▸ **STATED PROBLEM**:
Find every line in the material below that contains the string "window" and copy each one out. Matching is case-sensitive.

▸ **Image entries for named regions**:
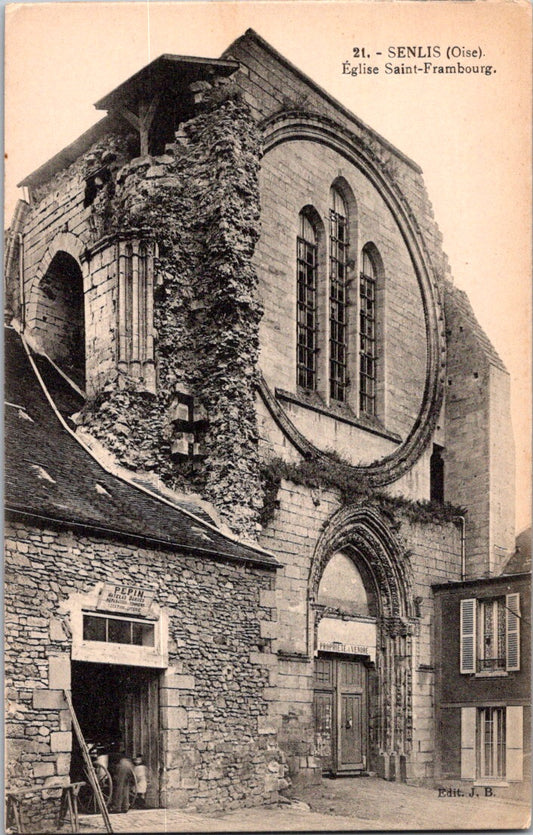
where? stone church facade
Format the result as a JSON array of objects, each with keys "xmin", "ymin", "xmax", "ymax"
[{"xmin": 6, "ymin": 30, "xmax": 514, "ymax": 806}]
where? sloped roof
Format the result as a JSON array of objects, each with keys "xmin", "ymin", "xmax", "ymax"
[
  {"xmin": 94, "ymin": 54, "xmax": 239, "ymax": 110},
  {"xmin": 4, "ymin": 327, "xmax": 278, "ymax": 568}
]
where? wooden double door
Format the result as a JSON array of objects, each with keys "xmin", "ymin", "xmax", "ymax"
[
  {"xmin": 314, "ymin": 656, "xmax": 368, "ymax": 774},
  {"xmin": 120, "ymin": 668, "xmax": 160, "ymax": 807},
  {"xmin": 72, "ymin": 661, "xmax": 160, "ymax": 807}
]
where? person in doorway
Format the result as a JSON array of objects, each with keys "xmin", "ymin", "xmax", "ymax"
[
  {"xmin": 133, "ymin": 754, "xmax": 148, "ymax": 809},
  {"xmin": 110, "ymin": 751, "xmax": 135, "ymax": 813}
]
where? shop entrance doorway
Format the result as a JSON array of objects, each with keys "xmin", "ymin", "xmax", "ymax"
[
  {"xmin": 72, "ymin": 661, "xmax": 160, "ymax": 807},
  {"xmin": 314, "ymin": 655, "xmax": 368, "ymax": 774}
]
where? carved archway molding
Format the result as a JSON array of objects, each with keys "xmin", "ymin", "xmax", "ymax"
[
  {"xmin": 308, "ymin": 505, "xmax": 416, "ymax": 760},
  {"xmin": 308, "ymin": 505, "xmax": 415, "ymax": 634},
  {"xmin": 258, "ymin": 111, "xmax": 446, "ymax": 487}
]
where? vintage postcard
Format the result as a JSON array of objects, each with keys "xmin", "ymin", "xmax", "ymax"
[{"xmin": 4, "ymin": 0, "xmax": 532, "ymax": 833}]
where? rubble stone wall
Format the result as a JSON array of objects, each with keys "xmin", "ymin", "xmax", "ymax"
[{"xmin": 5, "ymin": 522, "xmax": 287, "ymax": 828}]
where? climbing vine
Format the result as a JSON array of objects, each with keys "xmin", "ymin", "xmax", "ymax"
[
  {"xmin": 261, "ymin": 453, "xmax": 465, "ymax": 526},
  {"xmin": 77, "ymin": 85, "xmax": 262, "ymax": 535}
]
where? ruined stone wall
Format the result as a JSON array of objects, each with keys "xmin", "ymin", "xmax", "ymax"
[
  {"xmin": 261, "ymin": 480, "xmax": 461, "ymax": 782},
  {"xmin": 255, "ymin": 140, "xmax": 426, "ymax": 464},
  {"xmin": 225, "ymin": 35, "xmax": 449, "ymax": 290},
  {"xmin": 445, "ymin": 285, "xmax": 514, "ymax": 579},
  {"xmin": 5, "ymin": 523, "xmax": 287, "ymax": 828},
  {"xmin": 19, "ymin": 86, "xmax": 261, "ymax": 537}
]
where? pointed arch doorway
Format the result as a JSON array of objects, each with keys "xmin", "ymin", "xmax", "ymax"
[{"xmin": 313, "ymin": 552, "xmax": 376, "ymax": 774}]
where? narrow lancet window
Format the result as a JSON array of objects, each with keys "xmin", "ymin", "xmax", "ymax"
[
  {"xmin": 297, "ymin": 212, "xmax": 317, "ymax": 389},
  {"xmin": 359, "ymin": 248, "xmax": 377, "ymax": 415},
  {"xmin": 329, "ymin": 188, "xmax": 348, "ymax": 401}
]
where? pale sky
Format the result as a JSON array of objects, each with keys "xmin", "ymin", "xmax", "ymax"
[{"xmin": 4, "ymin": 0, "xmax": 532, "ymax": 531}]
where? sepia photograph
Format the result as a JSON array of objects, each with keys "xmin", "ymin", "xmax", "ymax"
[{"xmin": 3, "ymin": 0, "xmax": 532, "ymax": 835}]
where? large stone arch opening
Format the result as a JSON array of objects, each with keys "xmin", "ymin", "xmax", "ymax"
[
  {"xmin": 309, "ymin": 507, "xmax": 416, "ymax": 779},
  {"xmin": 31, "ymin": 250, "xmax": 85, "ymax": 389}
]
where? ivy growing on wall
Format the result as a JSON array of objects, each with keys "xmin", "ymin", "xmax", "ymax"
[
  {"xmin": 261, "ymin": 453, "xmax": 465, "ymax": 527},
  {"xmin": 77, "ymin": 85, "xmax": 262, "ymax": 535}
]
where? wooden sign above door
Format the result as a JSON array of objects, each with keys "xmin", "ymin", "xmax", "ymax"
[{"xmin": 96, "ymin": 583, "xmax": 154, "ymax": 617}]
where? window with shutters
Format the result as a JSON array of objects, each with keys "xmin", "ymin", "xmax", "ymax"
[
  {"xmin": 476, "ymin": 707, "xmax": 505, "ymax": 780},
  {"xmin": 461, "ymin": 705, "xmax": 524, "ymax": 785},
  {"xmin": 460, "ymin": 594, "xmax": 520, "ymax": 675}
]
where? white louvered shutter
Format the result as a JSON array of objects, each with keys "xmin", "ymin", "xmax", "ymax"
[
  {"xmin": 461, "ymin": 598, "xmax": 476, "ymax": 673},
  {"xmin": 505, "ymin": 705, "xmax": 524, "ymax": 781},
  {"xmin": 461, "ymin": 707, "xmax": 476, "ymax": 780},
  {"xmin": 505, "ymin": 594, "xmax": 520, "ymax": 671}
]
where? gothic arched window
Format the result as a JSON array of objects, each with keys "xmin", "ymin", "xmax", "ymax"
[
  {"xmin": 359, "ymin": 246, "xmax": 378, "ymax": 415},
  {"xmin": 329, "ymin": 188, "xmax": 348, "ymax": 402},
  {"xmin": 296, "ymin": 211, "xmax": 318, "ymax": 390}
]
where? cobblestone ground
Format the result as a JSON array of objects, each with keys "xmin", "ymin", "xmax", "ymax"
[{"xmin": 76, "ymin": 777, "xmax": 530, "ymax": 833}]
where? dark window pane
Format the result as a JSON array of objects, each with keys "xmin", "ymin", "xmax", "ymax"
[
  {"xmin": 109, "ymin": 620, "xmax": 131, "ymax": 644},
  {"xmin": 83, "ymin": 615, "xmax": 106, "ymax": 641}
]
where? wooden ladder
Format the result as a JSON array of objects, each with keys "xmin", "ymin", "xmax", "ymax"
[{"xmin": 63, "ymin": 690, "xmax": 113, "ymax": 832}]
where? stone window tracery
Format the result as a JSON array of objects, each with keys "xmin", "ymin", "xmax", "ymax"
[
  {"xmin": 329, "ymin": 188, "xmax": 348, "ymax": 402},
  {"xmin": 297, "ymin": 212, "xmax": 318, "ymax": 390},
  {"xmin": 359, "ymin": 247, "xmax": 377, "ymax": 416}
]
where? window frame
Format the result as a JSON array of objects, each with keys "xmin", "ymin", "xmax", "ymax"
[
  {"xmin": 82, "ymin": 611, "xmax": 156, "ymax": 649},
  {"xmin": 476, "ymin": 705, "xmax": 507, "ymax": 782},
  {"xmin": 296, "ymin": 210, "xmax": 318, "ymax": 391},
  {"xmin": 328, "ymin": 186, "xmax": 350, "ymax": 403},
  {"xmin": 358, "ymin": 244, "xmax": 378, "ymax": 417},
  {"xmin": 459, "ymin": 592, "xmax": 520, "ymax": 677}
]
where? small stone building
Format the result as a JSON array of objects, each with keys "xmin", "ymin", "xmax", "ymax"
[
  {"xmin": 6, "ymin": 30, "xmax": 514, "ymax": 824},
  {"xmin": 434, "ymin": 554, "xmax": 531, "ymax": 800}
]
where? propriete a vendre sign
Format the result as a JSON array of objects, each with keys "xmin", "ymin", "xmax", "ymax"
[{"xmin": 96, "ymin": 583, "xmax": 154, "ymax": 617}]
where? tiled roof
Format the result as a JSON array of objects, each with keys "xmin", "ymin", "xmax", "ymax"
[{"xmin": 4, "ymin": 328, "xmax": 277, "ymax": 568}]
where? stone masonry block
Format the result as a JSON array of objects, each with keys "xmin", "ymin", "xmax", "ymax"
[
  {"xmin": 159, "ymin": 687, "xmax": 181, "ymax": 707},
  {"xmin": 33, "ymin": 690, "xmax": 67, "ymax": 710},
  {"xmin": 33, "ymin": 763, "xmax": 55, "ymax": 779},
  {"xmin": 50, "ymin": 731, "xmax": 72, "ymax": 752},
  {"xmin": 48, "ymin": 653, "xmax": 70, "ymax": 690},
  {"xmin": 161, "ymin": 673, "xmax": 194, "ymax": 690},
  {"xmin": 249, "ymin": 652, "xmax": 278, "ymax": 667},
  {"xmin": 161, "ymin": 707, "xmax": 189, "ymax": 730},
  {"xmin": 56, "ymin": 754, "xmax": 70, "ymax": 776},
  {"xmin": 259, "ymin": 589, "xmax": 276, "ymax": 609},
  {"xmin": 259, "ymin": 620, "xmax": 279, "ymax": 638}
]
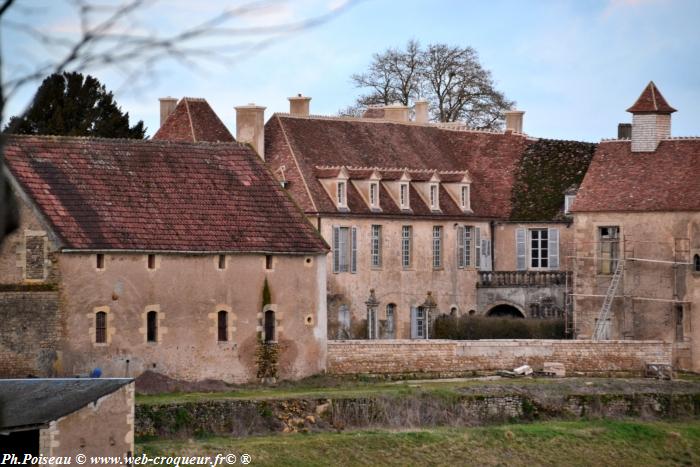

▸ **WORKED SOLUTION**:
where? narrow lancet window
where? window with shutters
where? gothic arched window
where? dark window pane
where? stone window tracery
where? window frame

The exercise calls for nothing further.